None of this is earth-shatteringly original.  In fact, Mortuorial Eclipse have leant on the received wisdom of this century’s Norwegian black metal heresy so much that there are moments when The Aethers’ Call is almost indistinguishable from Dimmu Borgir’s 2003 trailblazer, Death Cult Armageddon.  None of this detracts from an excellent final product, however: in the best spirit of the style, the music is guided and driven by the orchestra, from hushed, sinister strokes of strings to the throbbing, guttural crunches of brass, and virtually everything else in between.  In places, its weight reduces the din of driving powerchords and blastbeats to peals of distant thunder.


If the howling orchestration and grainy finish to musical themes summon images of archaism, they’re only strengthened by the album’s lyrical content.  Invoking the dark spirits of ancient Babylon through its assorted gods and demons, The Aethers’ Call summons a primeval horror with disturbing conviction, in spite of some rusty turns of English phrases.  Imagery laden with re-appropriated biblical references (“orphaned land”, “the will of their messiah”, and “the ancient serpent”, to give but a few) is malevolently shaded with goblets of blood and reoccurring black candles, casting long shadows over an already sinister landscape.

_Task A:_ Which re-appropriated biblical references does the review of The Aethers' Call quote in its description of the album's lyrical imagery?
_Task B:_ Could you write the next part of the review of The Aethers' Call, following on from its last sentence?

_Dataset excerpt:_
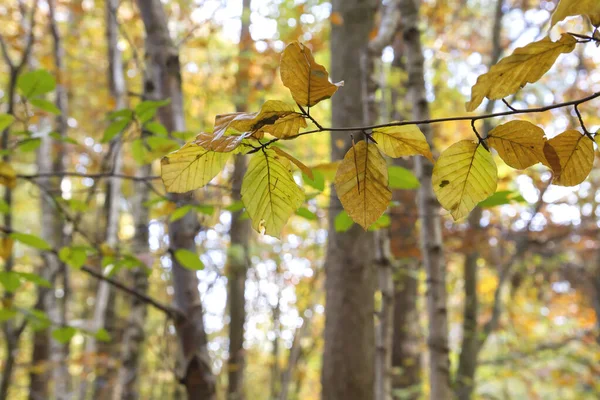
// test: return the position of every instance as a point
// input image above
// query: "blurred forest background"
(114, 289)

_Exercise output A:_
- "orphaned land"
- "the will of their messiah"
- "the ancient serpent"

_Exercise output B:_
What is achieved in atmosphere, however, (and it is an awful lot) is not always matched in substance.  On paper, lyrics often lie stranded between the verses of incantations which speak much but say little: whether flooded “with virgin blood” (The Advent of a Sinister Omen) or left to wander “over the blackened flames of the barren eternity” (Orion’s Progeny), without any sturdier lyrical basis to root the story in, it becomes difficult to make out anything more than the perpetual worship of false gods.  When, at the mid-way point of the album, we arrive At the Gates of the Marduk’s Temple, the air is so overwhelmingly dense with gods and idols – Marduk, Bel, Akitu, Anu, Esagila, and Nebuchadnezzar – as to make mere mortals’ heads spin.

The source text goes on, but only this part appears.